## WHAT YOU WILL DO
Find the word "tree" in the records and copy every line where it occurs.

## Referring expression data
☆ ☆ ☆ ☆

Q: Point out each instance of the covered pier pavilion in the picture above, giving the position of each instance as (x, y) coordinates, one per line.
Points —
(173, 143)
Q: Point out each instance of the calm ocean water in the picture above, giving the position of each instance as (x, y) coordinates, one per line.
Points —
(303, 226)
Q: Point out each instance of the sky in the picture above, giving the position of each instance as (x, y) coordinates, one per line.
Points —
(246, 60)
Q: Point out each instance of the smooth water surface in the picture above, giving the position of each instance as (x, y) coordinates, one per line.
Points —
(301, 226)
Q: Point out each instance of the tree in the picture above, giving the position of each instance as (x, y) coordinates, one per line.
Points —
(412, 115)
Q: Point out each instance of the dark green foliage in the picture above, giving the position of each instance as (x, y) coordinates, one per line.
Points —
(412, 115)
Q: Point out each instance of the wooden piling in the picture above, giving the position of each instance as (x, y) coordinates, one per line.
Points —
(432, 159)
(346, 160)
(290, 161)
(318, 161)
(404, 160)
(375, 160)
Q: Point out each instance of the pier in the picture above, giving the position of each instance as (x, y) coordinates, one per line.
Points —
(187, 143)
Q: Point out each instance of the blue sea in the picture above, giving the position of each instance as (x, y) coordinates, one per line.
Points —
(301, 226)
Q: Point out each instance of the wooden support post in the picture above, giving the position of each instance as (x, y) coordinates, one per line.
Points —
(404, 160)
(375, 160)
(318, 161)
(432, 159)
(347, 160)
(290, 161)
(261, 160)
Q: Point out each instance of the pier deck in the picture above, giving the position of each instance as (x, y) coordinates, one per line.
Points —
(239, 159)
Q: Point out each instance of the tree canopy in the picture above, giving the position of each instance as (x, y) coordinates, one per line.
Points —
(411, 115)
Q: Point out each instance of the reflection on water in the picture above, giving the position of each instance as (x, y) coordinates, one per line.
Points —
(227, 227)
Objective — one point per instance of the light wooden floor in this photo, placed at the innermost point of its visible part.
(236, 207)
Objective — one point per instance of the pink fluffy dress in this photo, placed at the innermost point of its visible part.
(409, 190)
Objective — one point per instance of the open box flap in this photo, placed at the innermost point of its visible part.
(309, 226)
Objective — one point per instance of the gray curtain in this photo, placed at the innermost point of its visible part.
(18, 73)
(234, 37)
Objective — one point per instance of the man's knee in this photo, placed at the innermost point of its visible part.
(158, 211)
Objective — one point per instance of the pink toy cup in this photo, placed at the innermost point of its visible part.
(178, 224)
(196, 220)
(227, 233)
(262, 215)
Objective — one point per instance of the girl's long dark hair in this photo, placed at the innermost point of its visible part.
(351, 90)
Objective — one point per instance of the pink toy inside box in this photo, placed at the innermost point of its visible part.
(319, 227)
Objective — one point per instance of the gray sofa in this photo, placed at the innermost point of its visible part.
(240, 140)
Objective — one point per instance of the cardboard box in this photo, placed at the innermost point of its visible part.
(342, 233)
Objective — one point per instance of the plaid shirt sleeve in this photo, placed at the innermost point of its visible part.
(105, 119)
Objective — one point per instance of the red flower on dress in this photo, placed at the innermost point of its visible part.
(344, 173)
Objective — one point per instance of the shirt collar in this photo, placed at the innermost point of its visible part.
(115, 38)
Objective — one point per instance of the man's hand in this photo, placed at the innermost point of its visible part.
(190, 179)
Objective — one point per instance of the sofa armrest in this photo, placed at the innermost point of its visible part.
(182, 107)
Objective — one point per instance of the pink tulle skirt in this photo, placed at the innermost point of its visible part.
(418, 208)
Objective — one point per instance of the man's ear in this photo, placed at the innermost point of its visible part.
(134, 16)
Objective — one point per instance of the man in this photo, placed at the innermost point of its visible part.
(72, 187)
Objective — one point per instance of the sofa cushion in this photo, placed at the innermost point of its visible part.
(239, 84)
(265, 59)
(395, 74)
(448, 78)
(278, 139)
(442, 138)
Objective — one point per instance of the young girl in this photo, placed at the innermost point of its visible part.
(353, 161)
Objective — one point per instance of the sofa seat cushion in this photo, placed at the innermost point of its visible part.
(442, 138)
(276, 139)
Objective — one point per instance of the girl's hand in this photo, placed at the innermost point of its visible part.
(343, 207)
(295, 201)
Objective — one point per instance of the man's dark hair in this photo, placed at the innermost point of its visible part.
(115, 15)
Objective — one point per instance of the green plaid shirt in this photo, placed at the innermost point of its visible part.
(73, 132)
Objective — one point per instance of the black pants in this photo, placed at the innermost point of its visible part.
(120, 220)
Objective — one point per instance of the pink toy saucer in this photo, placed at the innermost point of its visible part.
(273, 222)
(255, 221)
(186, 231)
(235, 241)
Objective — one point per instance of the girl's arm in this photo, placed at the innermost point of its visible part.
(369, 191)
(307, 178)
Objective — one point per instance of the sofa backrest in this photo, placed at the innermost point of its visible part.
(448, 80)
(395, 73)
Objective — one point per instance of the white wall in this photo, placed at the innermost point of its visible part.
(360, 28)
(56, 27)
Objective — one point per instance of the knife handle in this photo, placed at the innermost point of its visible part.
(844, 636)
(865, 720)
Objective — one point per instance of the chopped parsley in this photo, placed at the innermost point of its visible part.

☆ ☆ ☆ ☆

## FINISHED EXERCISE
Q: Point out each instance of the tree in the picture above, giving the position of each instance as (x, y) coordinates, one per line.
Q: Point out each instance of the tree canopy in the picture above, giving the position of each instance as (x, y) coordinates, one per line.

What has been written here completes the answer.